- _Obiettivo_:
Riscrivi il tratto dell'articolo sullo sciopero dei medici di famiglia che va da "Cresce il disagio" fino a "morti per Covid.", sostituendo "ambulatori" con "studi medici".

- _Testo estratto_:
##########
Silvestro Scotti, segretario generale della Federazione dei medici di famiglia, sulla protresta in programma il 1° e il 2 marzo: “Iniziativa poco opportuna in questo momento”.
Cresce il disagio dei camici bianchi sul territorio e si concretizza in una prima protesta: uno sciopero proclamato per il 1° e il 2 marzo con la chiusura degli ambulatori da parte delle sigle Smi e Simet. Le ragioni sono molteplici. Si va dai carichi di lavoro definiti ormai insostenibili agli adempimenti burocratici legati alla pandemia, che richiedono sempre più tempo, sottraendo spazio al contatto con i pazienti. Senza dimenticare gli episodi di violenza sempre più frequenti e il rammarico per l’ultimo “schiaffo” ricevuto, ovvero lo stop del Senato ai ristori per le famiglie dei medici morti per Covid.
L’iniziativa è giudicata però inopportuna dalla Federazione dei medici di famiglia (Fimmg), mentre mantengono lo stato di agitazione i sindacati Fp Cgil e Snami. Lo sciopero indetto da Smi e Simet riguarderà circa 4mila medici di base, continuità assistenziale, del 118 e ambulatoriali aderenti alle due sigle, che hanno convocato una manifestazione a Roma per il 2 marzo. Il malessere della categoria, denunciano i due sindacati, “è palpabile: carichi di lavoro insostenibili, mancanza di tutele, burocrazia aberrante e, non ultimo, il mancato indennizzo alle famiglie dei colleghi deceduti per Covid”.
E ancora: “Scioperiamo anche perché vi è la necessità che vi siano più medici sul territorio: a oggi, nel nostro Paese, sono più di 3 milioni i cittadini senza medico di famiglia. Le postazioni di guardia medica, o vengono chiuse o accorpate per mancanza di personale. Le ambulanze del 118 sono senza medico a bordo”. E anche lo stato di agitazione dei medici di medicina generale e dei pediatri di libera scelta della Fp Cgil non si ferma: “È necessario costruire una mobilitazione ampia e partecipata su tutto il territorio nazionale”, sottolinea il sindacato.
Concorda sulle motivazioni del malessere, ma non sull’opportunità di uno sciopero in questo momento, invece, la Fimmg. “Uno sciopero non concordato e fatto in un periodo di stato di emergenza per l’epidemia da Covid-19 danneggia solo il cittadino – afferma all’Ansa il segretario generale Silvestro Scotti –. Penso che si sarebbero dovute trovare forme di protesta congiunte mirate a evidenziare, e non a scaricare suoi cittadini, il disagio della categoria medica. Ovviamente siamo d’accordo sulle motivazioni, ma non è il momento di scioperare, e ci meraviglia che i soggetti preposti al controllo delle iniziative di sciopero non intervengano”.
##########
- _Voci elencate_:

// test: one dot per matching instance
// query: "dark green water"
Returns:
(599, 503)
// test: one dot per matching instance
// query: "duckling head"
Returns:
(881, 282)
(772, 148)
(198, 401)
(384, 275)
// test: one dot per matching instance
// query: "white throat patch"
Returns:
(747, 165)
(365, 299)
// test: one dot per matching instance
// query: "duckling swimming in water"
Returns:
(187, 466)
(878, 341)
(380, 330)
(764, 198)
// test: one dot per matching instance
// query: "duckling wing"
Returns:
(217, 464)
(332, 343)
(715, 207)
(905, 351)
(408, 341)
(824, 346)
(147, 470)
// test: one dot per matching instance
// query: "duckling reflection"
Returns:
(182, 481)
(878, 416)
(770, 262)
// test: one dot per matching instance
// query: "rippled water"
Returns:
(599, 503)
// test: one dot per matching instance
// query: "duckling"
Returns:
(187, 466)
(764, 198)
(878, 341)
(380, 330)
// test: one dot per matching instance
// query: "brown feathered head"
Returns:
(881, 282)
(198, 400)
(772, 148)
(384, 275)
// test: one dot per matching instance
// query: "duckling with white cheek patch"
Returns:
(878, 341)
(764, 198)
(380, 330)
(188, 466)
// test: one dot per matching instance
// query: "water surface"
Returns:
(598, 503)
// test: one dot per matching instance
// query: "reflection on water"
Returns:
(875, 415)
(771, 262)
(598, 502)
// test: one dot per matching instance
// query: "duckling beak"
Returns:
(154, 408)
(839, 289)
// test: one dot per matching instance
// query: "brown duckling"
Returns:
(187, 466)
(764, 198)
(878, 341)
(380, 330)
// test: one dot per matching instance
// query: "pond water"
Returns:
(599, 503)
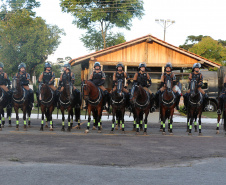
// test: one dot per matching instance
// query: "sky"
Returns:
(192, 17)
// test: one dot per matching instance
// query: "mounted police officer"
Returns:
(98, 78)
(121, 74)
(4, 80)
(24, 80)
(168, 72)
(143, 79)
(48, 77)
(221, 98)
(67, 75)
(195, 74)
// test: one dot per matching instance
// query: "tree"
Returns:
(210, 49)
(93, 39)
(103, 15)
(26, 39)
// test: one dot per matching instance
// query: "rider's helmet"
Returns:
(120, 65)
(68, 66)
(1, 65)
(97, 64)
(169, 65)
(22, 65)
(196, 65)
(141, 65)
(47, 65)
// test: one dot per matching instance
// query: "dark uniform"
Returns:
(24, 80)
(199, 78)
(143, 79)
(98, 78)
(163, 85)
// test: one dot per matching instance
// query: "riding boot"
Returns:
(220, 105)
(185, 101)
(205, 101)
(177, 100)
(31, 97)
(153, 108)
(157, 99)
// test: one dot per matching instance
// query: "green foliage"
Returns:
(104, 14)
(93, 39)
(26, 39)
(210, 49)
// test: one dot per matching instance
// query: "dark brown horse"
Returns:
(94, 98)
(66, 101)
(20, 101)
(167, 105)
(118, 102)
(142, 102)
(46, 100)
(223, 112)
(4, 103)
(195, 107)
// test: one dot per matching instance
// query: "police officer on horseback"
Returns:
(69, 76)
(143, 78)
(168, 72)
(195, 74)
(48, 77)
(98, 78)
(24, 80)
(4, 80)
(121, 74)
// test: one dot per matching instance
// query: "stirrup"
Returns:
(219, 111)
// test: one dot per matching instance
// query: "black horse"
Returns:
(167, 105)
(195, 107)
(118, 102)
(5, 101)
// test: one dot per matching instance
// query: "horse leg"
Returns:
(191, 122)
(99, 118)
(24, 118)
(63, 118)
(200, 123)
(113, 120)
(42, 122)
(17, 118)
(89, 118)
(69, 120)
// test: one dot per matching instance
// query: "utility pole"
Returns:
(165, 24)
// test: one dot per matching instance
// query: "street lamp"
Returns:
(165, 24)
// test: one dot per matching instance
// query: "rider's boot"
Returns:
(177, 100)
(31, 97)
(157, 99)
(185, 101)
(205, 101)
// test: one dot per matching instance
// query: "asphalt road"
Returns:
(56, 157)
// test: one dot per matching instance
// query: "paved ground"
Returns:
(101, 158)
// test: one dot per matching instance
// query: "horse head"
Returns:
(193, 87)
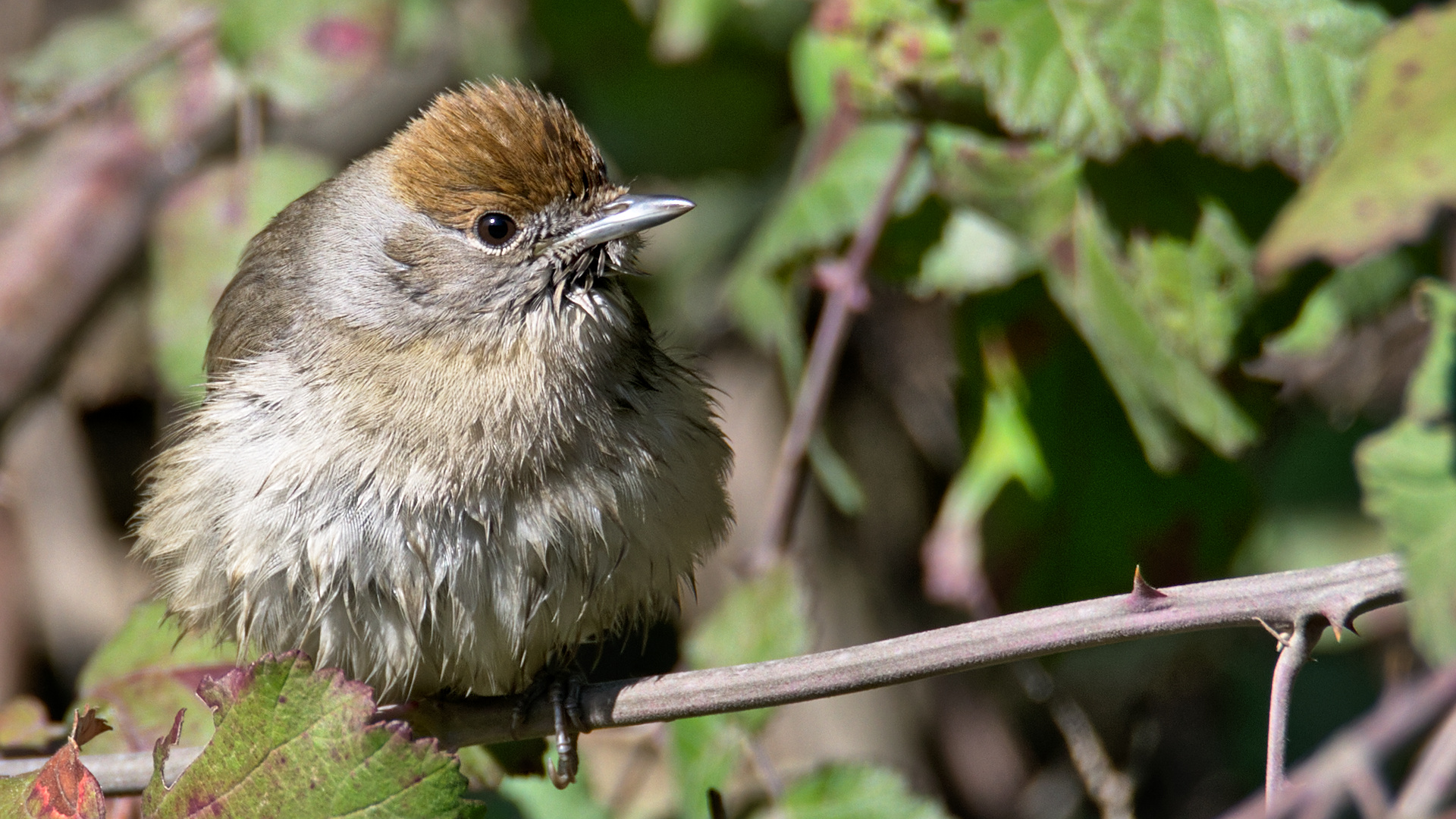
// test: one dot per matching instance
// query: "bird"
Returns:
(440, 447)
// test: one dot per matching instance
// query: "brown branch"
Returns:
(1337, 592)
(89, 95)
(1430, 783)
(1294, 649)
(848, 295)
(1321, 786)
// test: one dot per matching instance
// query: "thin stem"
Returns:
(1338, 592)
(1401, 714)
(845, 280)
(1430, 783)
(1293, 651)
(89, 95)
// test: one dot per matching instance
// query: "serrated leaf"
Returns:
(200, 235)
(819, 215)
(974, 254)
(1158, 387)
(1408, 475)
(761, 620)
(306, 53)
(294, 742)
(1248, 80)
(1398, 165)
(852, 792)
(143, 675)
(1028, 187)
(1353, 293)
(1196, 293)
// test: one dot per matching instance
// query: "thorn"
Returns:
(1145, 596)
(1279, 635)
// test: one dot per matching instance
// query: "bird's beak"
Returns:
(623, 216)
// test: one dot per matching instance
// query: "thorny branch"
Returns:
(1337, 594)
(1345, 765)
(954, 575)
(846, 295)
(1294, 648)
(89, 95)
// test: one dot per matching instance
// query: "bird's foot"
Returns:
(565, 703)
(563, 689)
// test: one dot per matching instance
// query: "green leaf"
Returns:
(1250, 80)
(819, 215)
(296, 742)
(306, 53)
(1028, 187)
(875, 50)
(974, 254)
(200, 235)
(1005, 447)
(25, 723)
(762, 620)
(1408, 475)
(1196, 295)
(143, 675)
(852, 792)
(1351, 295)
(1397, 168)
(82, 50)
(1158, 387)
(538, 799)
(683, 28)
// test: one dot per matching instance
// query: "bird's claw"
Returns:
(565, 703)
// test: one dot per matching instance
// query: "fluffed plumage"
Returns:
(424, 460)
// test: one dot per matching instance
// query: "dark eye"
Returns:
(495, 229)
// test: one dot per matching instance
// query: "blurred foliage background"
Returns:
(1153, 292)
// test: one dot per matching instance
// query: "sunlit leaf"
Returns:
(683, 28)
(1350, 295)
(1196, 293)
(1250, 80)
(25, 723)
(296, 742)
(200, 235)
(1158, 387)
(819, 215)
(852, 792)
(1028, 187)
(1398, 165)
(143, 675)
(306, 53)
(79, 52)
(973, 256)
(761, 620)
(1408, 474)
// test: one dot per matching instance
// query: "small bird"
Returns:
(440, 447)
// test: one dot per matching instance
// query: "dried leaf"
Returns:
(1397, 168)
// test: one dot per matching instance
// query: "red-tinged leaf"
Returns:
(88, 726)
(145, 675)
(64, 789)
(300, 744)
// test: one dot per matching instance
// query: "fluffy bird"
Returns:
(440, 447)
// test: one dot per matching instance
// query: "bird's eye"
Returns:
(495, 229)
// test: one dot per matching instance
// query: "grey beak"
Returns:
(626, 215)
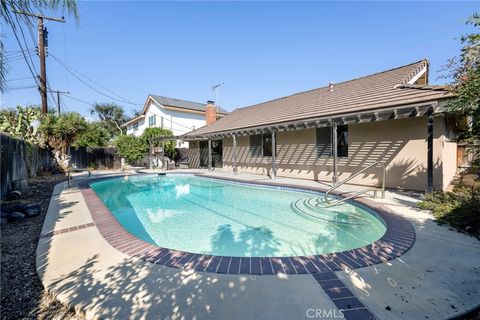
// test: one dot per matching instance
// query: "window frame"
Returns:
(342, 142)
(152, 121)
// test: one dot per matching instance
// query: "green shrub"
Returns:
(131, 148)
(459, 208)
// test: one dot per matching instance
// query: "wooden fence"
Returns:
(21, 160)
(98, 158)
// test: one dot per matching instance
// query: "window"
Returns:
(324, 141)
(261, 144)
(256, 145)
(342, 141)
(152, 121)
(267, 145)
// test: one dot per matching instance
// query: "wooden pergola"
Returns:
(398, 112)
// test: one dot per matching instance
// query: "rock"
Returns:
(14, 195)
(20, 184)
(5, 213)
(33, 210)
(16, 216)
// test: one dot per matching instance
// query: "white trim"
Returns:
(421, 73)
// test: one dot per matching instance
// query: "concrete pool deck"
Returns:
(438, 278)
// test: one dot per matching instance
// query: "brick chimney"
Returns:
(210, 112)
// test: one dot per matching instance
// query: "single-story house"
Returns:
(394, 118)
(180, 116)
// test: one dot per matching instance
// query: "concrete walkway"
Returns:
(437, 279)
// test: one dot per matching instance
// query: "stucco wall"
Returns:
(400, 144)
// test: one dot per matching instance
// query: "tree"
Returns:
(13, 21)
(94, 136)
(465, 72)
(60, 132)
(21, 123)
(152, 134)
(111, 116)
(131, 148)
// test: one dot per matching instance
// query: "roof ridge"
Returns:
(433, 87)
(165, 97)
(342, 82)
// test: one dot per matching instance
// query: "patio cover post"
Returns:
(150, 153)
(274, 156)
(235, 169)
(163, 154)
(334, 152)
(429, 188)
(209, 154)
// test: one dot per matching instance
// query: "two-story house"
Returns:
(179, 116)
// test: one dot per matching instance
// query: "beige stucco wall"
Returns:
(400, 144)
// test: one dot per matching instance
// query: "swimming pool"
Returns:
(206, 216)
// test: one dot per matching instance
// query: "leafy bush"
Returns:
(131, 148)
(152, 134)
(95, 136)
(460, 208)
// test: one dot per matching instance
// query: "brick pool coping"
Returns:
(398, 239)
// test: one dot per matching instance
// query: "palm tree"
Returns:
(9, 18)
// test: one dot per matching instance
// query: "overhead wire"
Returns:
(23, 50)
(75, 72)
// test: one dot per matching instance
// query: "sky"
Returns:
(259, 50)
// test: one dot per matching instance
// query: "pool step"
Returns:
(315, 209)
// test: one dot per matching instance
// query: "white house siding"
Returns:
(176, 121)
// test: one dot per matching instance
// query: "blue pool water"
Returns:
(208, 216)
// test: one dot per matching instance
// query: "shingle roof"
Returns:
(173, 102)
(378, 91)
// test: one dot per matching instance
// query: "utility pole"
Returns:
(41, 54)
(58, 98)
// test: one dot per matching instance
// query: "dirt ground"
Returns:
(22, 294)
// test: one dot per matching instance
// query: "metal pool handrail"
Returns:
(375, 189)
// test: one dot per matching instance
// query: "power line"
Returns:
(23, 52)
(73, 72)
(79, 100)
(23, 87)
(17, 79)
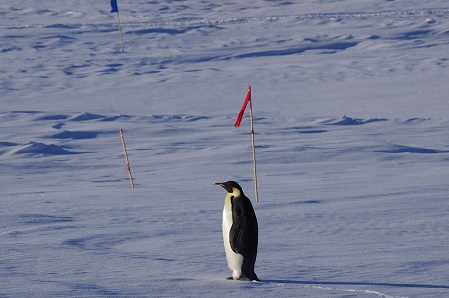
##########
- _Risposta_:
Cresce il disagio dei camici bianchi sul territorio e si concretizza in una prima protesta: uno sciopero proclamato per il 1° e il 2 marzo con la chiusura degli studi medici da parte delle sigle Smi e Simet. Le ragioni sono molteplici. Si va dai carichi di lavoro definiti ormai insostenibili agli adempimenti burocratici legati alla pandemia, che richiedono sempre più tempo, sottraendo spazio al contatto con i pazienti. Senza dimenticare gli episodi di violenza sempre più frequenti e il rammarico per l’ultimo “schiaffo” ricevuto, ovvero lo stop del Senato ai ristori per le famiglie dei medici morti per Covid.